Exercise details> Switch "windmill hub" to "windmill center" and write out again only the rows between the lines holding "For every instance of the dark" and "pixel 774 946", inclusive, with nothing else changed.

Extracted information>
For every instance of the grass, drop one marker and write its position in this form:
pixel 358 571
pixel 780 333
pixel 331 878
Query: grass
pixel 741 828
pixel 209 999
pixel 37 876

---

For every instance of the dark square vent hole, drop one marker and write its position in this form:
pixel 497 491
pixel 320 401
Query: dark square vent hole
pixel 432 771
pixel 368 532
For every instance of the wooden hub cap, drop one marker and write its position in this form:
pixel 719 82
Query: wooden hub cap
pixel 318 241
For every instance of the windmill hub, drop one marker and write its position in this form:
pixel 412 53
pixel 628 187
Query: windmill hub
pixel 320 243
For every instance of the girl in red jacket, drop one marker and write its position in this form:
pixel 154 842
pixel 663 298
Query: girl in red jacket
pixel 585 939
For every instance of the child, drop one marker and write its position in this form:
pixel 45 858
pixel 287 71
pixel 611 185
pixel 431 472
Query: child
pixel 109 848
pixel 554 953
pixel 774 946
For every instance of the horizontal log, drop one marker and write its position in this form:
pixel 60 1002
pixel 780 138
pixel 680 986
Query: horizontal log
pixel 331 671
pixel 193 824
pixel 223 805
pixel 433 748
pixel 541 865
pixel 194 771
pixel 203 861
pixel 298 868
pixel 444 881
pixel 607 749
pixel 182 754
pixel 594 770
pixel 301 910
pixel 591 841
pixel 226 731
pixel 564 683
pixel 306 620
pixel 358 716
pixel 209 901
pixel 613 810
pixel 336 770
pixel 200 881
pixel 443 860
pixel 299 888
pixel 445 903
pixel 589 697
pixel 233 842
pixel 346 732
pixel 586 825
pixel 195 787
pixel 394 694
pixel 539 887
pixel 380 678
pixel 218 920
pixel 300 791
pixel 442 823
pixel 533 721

* * *

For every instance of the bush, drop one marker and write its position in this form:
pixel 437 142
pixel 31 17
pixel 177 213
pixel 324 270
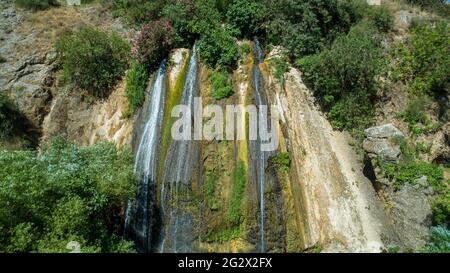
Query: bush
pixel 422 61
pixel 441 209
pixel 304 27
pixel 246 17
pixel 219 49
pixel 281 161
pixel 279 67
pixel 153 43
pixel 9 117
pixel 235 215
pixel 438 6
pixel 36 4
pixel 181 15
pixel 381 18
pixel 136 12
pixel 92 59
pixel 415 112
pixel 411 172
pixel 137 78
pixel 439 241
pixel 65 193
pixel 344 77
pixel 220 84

The reply>
For every instance of the dark square vent hole, drop one marker and write its position in this form:
pixel 497 491
pixel 320 401
Query: dark square vent hole
pixel 432 771
pixel 368 532
For every instance of the wooden hub cap, drop one marker and write its position in this form:
pixel 719 82
Query: wooden hub cap
pixel 318 241
For every instance of the windmill center, drop one marker and write its position in this form:
pixel 412 53
pixel 628 187
Query: windmill center
pixel 320 243
For every instance of the girl in red jacket, drop one marker and write its position in this form:
pixel 154 842
pixel 663 298
Query: girl in red jacket
pixel 585 939
For every instance of the child, drop one marker and write its position in this form:
pixel 45 858
pixel 287 71
pixel 611 185
pixel 431 472
Query: child
pixel 109 848
pixel 554 953
pixel 774 946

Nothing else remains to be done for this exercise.